• Istruzioni:
#1 Elenca i nomi propri di luoghi, navi ed enti presenti nell'articolo sul naufragio della Concordia, esclusi i nomi di persona.
#2 Prosegui l'articolo sul ripristino dei fondali del Giglio, riprendendo subito dopo la sua ultima frase.

━━━━━ Testo selezionato ━━━━━

A dieci anni dal naufragio della Concordia, la poseidonia sta ripopolando i fondali sui quali era appoggiata la nave
Maria Sargenti
Maria Sargenti durante la presentazione al Giglio

ISOLA DEL GIGLIO. Da dieci anni segue passo dopo passo i lavori di recupero dei fondali dell’isola del Giglio, di quelli davanti a Punta Gabbianara dove per più di due anni si è appoggiato il relitto della Costa Concordia. Oggi, per il decennale del naufragio, sull’isola c’era anche Maria Sargentini, presidente dell’Osservatorio regionale sulla Concordia. 

Il progetto di rimozione del relitto Concordia ha sempre avuto come priorità la protezione dell’ambiente dell’Isola del Giglio. Un impegno che non si è fermato quando il relitto è stato portato via dall’isola, ma che è continuato anche successivamente, con la pulizia e il ripristino dei fondali impattati dal naufragio.

━━━━━ Dati forniti ━━━━━

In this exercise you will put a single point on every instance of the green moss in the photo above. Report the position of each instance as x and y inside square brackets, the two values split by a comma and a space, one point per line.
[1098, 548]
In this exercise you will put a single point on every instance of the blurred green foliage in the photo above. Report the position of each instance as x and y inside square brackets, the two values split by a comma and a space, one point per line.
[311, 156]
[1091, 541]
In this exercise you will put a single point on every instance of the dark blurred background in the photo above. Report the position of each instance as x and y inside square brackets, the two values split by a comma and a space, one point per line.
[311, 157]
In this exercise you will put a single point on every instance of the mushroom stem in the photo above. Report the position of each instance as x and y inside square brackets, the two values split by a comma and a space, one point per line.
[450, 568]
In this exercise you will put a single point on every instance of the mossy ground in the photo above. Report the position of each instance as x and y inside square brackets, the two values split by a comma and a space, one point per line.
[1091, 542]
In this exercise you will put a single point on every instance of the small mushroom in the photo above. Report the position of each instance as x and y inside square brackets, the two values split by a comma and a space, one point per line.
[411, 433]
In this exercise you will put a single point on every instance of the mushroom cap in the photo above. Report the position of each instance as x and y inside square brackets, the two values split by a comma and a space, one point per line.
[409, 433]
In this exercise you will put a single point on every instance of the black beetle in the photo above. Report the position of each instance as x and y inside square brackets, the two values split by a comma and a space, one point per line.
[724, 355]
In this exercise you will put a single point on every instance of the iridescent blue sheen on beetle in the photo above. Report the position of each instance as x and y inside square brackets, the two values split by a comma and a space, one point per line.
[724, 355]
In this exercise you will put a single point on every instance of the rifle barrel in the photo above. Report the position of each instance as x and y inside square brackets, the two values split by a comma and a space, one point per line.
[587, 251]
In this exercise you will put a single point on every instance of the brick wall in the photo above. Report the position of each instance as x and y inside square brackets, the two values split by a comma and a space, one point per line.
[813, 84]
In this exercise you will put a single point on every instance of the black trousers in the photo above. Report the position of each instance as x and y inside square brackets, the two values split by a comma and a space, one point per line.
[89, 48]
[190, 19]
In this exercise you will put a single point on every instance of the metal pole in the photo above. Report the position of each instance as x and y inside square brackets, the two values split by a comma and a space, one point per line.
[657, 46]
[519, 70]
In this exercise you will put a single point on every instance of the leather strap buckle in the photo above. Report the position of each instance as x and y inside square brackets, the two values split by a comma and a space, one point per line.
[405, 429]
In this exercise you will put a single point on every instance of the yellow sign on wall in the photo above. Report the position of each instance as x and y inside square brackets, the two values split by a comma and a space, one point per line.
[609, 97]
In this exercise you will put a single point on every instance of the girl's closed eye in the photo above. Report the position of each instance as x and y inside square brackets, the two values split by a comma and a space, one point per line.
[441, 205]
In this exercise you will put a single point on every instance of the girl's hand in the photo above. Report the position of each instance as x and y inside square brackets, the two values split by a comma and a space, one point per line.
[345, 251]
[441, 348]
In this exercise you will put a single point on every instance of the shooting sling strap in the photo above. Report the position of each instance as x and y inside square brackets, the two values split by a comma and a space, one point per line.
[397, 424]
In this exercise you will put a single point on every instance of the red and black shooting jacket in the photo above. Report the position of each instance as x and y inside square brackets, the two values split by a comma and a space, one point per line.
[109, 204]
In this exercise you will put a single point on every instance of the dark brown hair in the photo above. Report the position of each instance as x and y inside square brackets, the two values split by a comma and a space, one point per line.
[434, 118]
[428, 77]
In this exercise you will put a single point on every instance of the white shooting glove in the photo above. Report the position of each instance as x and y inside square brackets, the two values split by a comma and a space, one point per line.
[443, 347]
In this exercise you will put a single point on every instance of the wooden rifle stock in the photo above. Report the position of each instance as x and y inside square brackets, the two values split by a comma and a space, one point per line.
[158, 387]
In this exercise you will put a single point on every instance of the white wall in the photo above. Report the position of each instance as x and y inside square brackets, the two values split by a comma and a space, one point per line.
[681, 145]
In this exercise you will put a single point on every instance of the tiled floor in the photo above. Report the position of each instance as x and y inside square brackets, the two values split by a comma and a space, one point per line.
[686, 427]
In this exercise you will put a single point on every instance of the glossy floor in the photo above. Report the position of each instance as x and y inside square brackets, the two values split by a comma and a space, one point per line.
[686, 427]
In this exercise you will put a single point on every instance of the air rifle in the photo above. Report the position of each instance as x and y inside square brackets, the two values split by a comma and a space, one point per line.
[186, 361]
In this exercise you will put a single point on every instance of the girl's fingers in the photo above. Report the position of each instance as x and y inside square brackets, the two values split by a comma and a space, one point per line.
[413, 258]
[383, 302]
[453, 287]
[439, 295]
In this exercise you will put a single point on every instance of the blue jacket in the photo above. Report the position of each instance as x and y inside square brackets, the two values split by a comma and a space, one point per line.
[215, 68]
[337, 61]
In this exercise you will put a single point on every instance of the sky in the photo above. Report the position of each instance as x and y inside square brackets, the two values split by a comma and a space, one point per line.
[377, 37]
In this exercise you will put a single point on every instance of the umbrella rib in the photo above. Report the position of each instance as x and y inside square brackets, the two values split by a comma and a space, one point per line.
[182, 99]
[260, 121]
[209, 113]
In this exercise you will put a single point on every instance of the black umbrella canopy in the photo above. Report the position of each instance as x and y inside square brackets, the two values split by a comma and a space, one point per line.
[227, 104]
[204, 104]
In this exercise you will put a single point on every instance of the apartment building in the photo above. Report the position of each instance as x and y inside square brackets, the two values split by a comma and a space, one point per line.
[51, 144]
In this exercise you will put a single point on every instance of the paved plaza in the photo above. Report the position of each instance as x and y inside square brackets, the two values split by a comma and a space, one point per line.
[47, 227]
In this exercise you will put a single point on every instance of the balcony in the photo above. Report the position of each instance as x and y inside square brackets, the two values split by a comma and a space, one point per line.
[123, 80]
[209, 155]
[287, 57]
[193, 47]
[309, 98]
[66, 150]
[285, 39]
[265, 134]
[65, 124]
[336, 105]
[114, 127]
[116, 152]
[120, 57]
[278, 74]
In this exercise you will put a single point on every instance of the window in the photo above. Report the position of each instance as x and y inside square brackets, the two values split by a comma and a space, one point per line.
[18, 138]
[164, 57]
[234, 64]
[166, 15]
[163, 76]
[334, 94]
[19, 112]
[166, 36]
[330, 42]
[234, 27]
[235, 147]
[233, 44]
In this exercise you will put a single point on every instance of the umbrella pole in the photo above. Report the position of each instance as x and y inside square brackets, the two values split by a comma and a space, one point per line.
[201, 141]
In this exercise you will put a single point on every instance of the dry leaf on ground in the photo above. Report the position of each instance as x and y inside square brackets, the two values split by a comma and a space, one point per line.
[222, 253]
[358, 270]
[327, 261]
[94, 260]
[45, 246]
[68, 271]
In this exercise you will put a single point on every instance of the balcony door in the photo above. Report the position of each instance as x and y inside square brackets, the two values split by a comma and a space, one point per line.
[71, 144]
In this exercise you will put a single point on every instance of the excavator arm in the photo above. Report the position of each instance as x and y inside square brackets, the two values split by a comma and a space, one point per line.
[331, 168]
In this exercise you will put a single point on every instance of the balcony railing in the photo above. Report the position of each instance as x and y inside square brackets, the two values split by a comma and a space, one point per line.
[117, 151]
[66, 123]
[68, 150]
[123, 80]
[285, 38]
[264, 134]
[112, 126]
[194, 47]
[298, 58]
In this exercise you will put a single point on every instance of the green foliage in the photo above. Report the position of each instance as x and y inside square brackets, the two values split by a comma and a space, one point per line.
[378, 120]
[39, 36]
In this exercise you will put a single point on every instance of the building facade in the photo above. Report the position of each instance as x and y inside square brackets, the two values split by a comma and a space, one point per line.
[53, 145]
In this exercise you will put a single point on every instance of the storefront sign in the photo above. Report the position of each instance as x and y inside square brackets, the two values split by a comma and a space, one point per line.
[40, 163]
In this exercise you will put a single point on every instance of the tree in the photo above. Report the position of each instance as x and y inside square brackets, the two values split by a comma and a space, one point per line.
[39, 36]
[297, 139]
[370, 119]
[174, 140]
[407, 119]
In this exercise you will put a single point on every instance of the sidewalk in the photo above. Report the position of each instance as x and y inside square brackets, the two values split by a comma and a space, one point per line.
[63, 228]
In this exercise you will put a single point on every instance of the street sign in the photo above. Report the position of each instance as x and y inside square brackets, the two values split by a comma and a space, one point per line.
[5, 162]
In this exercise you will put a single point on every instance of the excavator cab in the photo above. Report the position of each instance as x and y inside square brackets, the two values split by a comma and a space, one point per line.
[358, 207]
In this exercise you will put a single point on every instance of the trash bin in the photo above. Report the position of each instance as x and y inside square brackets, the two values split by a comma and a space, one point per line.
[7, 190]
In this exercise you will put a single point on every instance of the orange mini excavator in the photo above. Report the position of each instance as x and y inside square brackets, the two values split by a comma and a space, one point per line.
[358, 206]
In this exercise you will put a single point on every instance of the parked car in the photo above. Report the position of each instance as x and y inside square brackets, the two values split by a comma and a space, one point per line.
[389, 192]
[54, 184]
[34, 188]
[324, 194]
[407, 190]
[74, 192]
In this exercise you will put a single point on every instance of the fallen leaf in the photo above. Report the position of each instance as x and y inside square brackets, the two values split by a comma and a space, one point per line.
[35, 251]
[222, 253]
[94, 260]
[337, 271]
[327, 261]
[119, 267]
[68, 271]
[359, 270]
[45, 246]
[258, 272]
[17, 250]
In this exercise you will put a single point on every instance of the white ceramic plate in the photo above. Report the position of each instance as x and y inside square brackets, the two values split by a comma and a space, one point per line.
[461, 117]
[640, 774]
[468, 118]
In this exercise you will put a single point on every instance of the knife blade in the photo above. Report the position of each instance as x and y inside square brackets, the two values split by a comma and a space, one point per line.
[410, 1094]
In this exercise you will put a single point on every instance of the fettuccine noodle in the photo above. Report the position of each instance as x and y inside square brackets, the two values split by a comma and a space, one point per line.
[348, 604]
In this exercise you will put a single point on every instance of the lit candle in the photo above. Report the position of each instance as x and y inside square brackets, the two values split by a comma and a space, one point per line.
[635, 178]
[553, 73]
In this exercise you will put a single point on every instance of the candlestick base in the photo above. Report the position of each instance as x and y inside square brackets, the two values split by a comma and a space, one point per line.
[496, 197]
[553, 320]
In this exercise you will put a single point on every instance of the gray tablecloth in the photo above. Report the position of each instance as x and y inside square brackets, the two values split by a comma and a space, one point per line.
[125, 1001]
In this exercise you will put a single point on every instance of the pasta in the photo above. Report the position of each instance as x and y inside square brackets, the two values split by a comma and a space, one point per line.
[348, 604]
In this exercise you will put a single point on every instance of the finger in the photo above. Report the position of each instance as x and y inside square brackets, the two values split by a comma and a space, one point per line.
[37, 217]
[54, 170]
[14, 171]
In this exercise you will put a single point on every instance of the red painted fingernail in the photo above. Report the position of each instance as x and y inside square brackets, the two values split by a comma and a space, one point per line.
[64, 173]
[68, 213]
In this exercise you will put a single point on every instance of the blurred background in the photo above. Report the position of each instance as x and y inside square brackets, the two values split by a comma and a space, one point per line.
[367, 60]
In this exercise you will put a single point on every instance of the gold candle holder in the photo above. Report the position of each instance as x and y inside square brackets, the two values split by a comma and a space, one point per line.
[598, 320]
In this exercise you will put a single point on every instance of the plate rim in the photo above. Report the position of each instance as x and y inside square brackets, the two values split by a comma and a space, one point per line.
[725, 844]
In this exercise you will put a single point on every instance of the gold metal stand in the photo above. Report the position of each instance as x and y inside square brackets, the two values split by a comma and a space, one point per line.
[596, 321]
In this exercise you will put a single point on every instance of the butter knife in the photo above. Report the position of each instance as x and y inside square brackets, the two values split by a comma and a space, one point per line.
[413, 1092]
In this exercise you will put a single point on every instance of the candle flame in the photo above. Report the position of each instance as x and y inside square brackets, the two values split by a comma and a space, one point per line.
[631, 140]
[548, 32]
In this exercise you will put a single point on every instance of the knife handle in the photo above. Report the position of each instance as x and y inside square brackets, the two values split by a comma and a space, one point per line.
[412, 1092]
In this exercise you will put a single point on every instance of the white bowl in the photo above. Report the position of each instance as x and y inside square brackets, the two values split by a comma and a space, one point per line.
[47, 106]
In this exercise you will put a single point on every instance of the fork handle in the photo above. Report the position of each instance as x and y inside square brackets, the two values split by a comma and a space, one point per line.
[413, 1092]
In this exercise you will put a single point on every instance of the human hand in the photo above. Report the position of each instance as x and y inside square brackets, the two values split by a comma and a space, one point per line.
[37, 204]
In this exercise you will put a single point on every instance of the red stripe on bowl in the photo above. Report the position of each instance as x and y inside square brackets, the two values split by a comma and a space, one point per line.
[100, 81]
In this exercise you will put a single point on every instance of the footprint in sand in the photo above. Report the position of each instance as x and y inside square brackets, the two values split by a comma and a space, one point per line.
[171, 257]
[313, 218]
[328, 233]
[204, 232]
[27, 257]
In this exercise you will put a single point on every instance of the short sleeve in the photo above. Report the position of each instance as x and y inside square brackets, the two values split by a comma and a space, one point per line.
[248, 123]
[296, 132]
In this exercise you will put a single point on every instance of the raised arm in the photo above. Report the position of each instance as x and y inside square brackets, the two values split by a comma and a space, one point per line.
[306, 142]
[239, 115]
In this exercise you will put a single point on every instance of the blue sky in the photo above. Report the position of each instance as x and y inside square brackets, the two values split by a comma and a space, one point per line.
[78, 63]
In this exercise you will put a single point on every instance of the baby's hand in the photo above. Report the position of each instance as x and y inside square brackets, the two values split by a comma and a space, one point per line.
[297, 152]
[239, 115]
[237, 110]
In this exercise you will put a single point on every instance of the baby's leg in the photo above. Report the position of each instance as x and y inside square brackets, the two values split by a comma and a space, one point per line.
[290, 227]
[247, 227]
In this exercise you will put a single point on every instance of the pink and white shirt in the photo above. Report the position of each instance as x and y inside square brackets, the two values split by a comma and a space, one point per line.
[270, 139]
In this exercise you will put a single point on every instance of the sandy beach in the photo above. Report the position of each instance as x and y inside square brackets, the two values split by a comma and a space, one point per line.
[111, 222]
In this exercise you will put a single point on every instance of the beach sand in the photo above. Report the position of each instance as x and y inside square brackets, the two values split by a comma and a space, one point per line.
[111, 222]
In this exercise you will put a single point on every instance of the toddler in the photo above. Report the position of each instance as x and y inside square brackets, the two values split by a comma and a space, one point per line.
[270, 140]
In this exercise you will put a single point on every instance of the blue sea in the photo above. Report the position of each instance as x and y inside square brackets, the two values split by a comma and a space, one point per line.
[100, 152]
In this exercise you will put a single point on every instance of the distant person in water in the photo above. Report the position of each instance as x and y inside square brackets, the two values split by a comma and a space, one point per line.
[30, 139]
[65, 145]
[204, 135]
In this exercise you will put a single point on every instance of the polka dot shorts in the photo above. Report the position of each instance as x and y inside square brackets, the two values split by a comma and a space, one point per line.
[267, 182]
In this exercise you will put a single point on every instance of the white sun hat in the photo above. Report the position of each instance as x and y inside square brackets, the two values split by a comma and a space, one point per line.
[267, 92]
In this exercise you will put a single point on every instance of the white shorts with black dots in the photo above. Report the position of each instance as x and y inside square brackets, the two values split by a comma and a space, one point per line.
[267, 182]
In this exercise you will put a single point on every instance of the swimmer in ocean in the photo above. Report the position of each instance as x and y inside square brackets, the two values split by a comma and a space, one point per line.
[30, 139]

━━━━━

• Risposte attese:
#1
- Isola del Giglio
- Punta Gabbianara
- Costa Concordia
- Osservatorio regionale sulla Concordia

#2
Un lavoro portato avanti dagli studiosi

Le attività di monitoraggio ambientale e di ripristino delle condizioni dei fondali sono state indicate dal Ministero dell’Ambiente attraverso le prescrizioni che la Conferenza di Servizi, appositamente convocata, ha stabilito subito dopo il naufragio.  Al fine di monitorare il corretto svolgimento dei lavori è stato nominato un Osservatorio, presieduto da Maria Sargentini, con all’interno rappresentanti di organismi scientifici, come Ispra e Arpat Toscana, Ministero dell’Ambiente, Provincia di Grosseto, ed enti locali, con particolare riferimento al Comune dell’Isola del Giglio.

Il lavoro tecnico e scientifico è stato condotto da ricercatori e specialisti di ecologia marina, co-ordinati dal responsabile scientifico del progetto Giandomenico Ardizzone, che hanno operato all’interno dell’Università di Roma “La Sapienza”, del Consorzio di Biologia Marina di Livorno e dell’Università degli Studi di Genova. La parte relativa alla rimozione dei materiali utilizzati durante il progetto di recupero del relitto è stata effettuata da Micoperi.

Le attività svolte si possono suddividere in tre fasi:

  1. Censimento: si è svolto da giugno ad agosto 2012 con l’obiettivo di acquisire informazioni sull’area in cui si trovava il relitto, raccogliendo elementi conoscitivi utili alle scelte progettuali e per la valutazione dei possibili impatti provocati dai lavori, identificando quindi gli interventi ottimali per poterli ridurre. Le indagini conoscitive hanno interessato l’ambiente marino in tutte le sue componenti (fisica, chimica e dinamica delle acque, popolamenti bentonici e planctonici, praterie di Posidonia, popolamenti ittici, rumore subacqueo e osservazione dei mammiferi marini, ecc).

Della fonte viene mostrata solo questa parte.